- DIRECTIONS FOR THIS TASK
In this exercise, reproduce all the entries that follow exactly.

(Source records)
*****

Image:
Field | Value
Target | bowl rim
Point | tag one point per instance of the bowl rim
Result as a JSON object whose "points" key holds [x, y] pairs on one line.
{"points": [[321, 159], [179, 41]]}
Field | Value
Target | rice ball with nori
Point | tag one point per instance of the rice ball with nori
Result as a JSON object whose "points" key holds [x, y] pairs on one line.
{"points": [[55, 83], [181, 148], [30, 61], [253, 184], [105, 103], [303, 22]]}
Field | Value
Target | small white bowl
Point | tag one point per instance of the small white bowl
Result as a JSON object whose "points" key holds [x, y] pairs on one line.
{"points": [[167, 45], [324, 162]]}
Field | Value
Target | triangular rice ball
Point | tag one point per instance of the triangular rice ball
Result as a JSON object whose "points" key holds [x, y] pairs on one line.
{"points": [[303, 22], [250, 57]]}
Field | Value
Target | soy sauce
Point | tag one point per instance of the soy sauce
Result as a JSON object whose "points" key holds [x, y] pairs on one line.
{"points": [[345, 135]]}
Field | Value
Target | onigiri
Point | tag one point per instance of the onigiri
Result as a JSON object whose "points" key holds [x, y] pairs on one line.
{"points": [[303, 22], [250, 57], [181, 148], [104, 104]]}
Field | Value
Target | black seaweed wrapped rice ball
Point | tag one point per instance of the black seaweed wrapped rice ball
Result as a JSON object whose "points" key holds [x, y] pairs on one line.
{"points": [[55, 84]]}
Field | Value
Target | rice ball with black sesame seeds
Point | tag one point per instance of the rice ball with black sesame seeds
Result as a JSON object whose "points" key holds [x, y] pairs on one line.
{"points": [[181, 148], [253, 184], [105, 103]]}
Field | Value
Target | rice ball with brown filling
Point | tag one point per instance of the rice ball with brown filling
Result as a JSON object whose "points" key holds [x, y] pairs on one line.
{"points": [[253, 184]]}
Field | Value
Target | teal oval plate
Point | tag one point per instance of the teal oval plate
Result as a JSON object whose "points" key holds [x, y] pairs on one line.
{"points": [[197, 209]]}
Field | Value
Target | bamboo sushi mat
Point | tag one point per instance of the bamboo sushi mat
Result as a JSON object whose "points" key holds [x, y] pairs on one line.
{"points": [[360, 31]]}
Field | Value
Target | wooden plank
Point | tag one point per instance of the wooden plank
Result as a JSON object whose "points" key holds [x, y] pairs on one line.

*****

- COMPLETED EXERCISE
Image:
Field | Value
Target | bowl rim
Point | tag one point per instance of the bowl rim
Result as a JSON object whose "points" key holds [x, y] pairs on one line.
{"points": [[321, 159], [179, 41]]}
Field | Value
Target | rice ball with nori
Point | tag one point per instance of the rice ball with nori
Result as a JSON object whose "points" key holds [x, y] pairs on one line.
{"points": [[55, 83], [181, 148], [30, 61], [253, 184], [105, 103], [303, 22]]}
Field | Value
Target | small white bowl
Point | tag one point per instance of the small white bowl
Result as a JSON object whose "points" key holds [x, y] pairs on one line.
{"points": [[167, 45], [324, 162]]}
Field | Value
Target | triangular rice ball
Point | tag one point per instance of the triangular rice ball
Result as a JSON object whose "points" key holds [x, y] pairs on one line.
{"points": [[303, 22], [250, 57]]}
Field | Value
Target | soy sauce
Point | tag one point per instance of the soy sauce
Result as a JSON object whose "points" key holds [x, y] pairs on one line.
{"points": [[345, 135]]}
Field | Value
Target | onigiri
Point | tag one point per instance of the onigiri
Result as a JSON object whose "points" key holds [x, y] pairs on one line.
{"points": [[303, 22], [250, 57], [181, 148], [104, 104]]}
Field | Value
Target | black seaweed wrapped rice ball
Point | tag one point per instance of the black seaweed wrapped rice ball
Result as a JSON object whose "points" key holds [x, y] pairs on one line.
{"points": [[55, 84]]}
Field | Value
Target | rice ball with black sesame seeds
Point | tag one point per instance of the rice ball with black sesame seeds
Result as a JSON object whose "points" key holds [x, y] pairs on one line.
{"points": [[181, 148], [253, 184], [105, 103]]}
Field | Value
Target | rice ball with brown filling
Point | tag one point per instance of the rice ball with brown filling
Result as a JSON object whose "points" key holds [x, y] pairs on one line.
{"points": [[253, 184]]}
Field | Value
Target | teal oval plate
Point | tag one point per instance of the teal oval plate
Result as a JSON object whose "points" key holds [x, y] pairs on one line.
{"points": [[197, 209]]}
Field | Value
Target | bamboo sushi mat
Point | tag one point per instance of the bamboo sushi mat
Result as a JSON object whose "points" key holds [x, y] pairs on one line.
{"points": [[360, 31]]}
Field | Value
Target | wooden plank
Point | tag one point per instance of the wooden plank
Result as a JSON object whose "points" key holds [x, y] pairs on one line.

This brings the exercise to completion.